------ Excerpted records

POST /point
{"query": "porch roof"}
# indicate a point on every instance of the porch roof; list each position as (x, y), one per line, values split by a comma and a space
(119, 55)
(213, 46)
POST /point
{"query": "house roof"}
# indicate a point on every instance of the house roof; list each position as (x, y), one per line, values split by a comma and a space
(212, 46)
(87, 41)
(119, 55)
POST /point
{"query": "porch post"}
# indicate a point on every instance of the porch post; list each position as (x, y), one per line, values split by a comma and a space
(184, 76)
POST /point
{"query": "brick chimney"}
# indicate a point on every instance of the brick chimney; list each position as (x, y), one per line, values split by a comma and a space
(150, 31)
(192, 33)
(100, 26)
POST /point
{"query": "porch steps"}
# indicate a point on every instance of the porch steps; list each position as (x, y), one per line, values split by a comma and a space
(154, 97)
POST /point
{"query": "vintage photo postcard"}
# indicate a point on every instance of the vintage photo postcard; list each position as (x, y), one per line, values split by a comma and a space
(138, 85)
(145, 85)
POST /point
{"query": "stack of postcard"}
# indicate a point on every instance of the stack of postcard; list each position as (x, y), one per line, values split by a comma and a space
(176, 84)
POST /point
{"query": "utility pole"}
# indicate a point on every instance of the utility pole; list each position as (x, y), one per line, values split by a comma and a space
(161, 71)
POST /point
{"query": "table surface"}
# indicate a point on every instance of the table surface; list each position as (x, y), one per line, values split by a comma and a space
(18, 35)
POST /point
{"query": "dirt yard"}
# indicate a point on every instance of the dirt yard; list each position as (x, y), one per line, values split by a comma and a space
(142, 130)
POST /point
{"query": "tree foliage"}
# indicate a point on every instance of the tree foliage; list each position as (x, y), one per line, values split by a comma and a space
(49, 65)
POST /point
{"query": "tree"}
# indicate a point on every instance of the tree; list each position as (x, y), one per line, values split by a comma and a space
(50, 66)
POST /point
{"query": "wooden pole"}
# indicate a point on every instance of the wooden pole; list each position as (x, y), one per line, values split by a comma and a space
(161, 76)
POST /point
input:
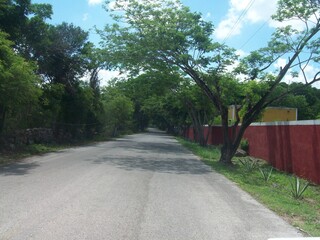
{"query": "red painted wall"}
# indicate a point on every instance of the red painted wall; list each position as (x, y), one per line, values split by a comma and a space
(293, 148)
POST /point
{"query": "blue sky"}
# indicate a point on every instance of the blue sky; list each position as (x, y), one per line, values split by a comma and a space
(243, 24)
(224, 15)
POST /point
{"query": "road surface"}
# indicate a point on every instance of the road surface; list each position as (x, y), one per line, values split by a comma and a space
(143, 186)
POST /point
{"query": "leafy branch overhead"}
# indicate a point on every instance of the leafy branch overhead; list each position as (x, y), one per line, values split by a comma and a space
(149, 35)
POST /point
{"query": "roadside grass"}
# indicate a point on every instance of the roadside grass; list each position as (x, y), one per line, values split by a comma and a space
(21, 152)
(7, 157)
(275, 193)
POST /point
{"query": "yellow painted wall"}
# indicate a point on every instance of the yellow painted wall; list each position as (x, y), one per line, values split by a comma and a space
(272, 114)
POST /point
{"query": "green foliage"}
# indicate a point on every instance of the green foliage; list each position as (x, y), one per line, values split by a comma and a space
(304, 214)
(244, 144)
(298, 187)
(248, 163)
(118, 112)
(266, 173)
(18, 79)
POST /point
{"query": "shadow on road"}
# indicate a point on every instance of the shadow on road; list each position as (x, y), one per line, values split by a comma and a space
(159, 154)
(169, 165)
(18, 168)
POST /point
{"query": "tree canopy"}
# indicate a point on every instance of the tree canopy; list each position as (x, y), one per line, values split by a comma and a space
(149, 35)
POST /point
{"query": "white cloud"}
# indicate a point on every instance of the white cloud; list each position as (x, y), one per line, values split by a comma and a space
(310, 71)
(95, 2)
(281, 62)
(105, 76)
(85, 17)
(242, 12)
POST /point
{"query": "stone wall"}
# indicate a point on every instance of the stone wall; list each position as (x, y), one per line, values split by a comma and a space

------------

What you will do:
When a line above includes the word "stone", please list that line.

Task output:
{"query": "stone wall"}
# indicate a point on every instance of the stone wall; list each position as (x, y), one per line, values split by a comma and a space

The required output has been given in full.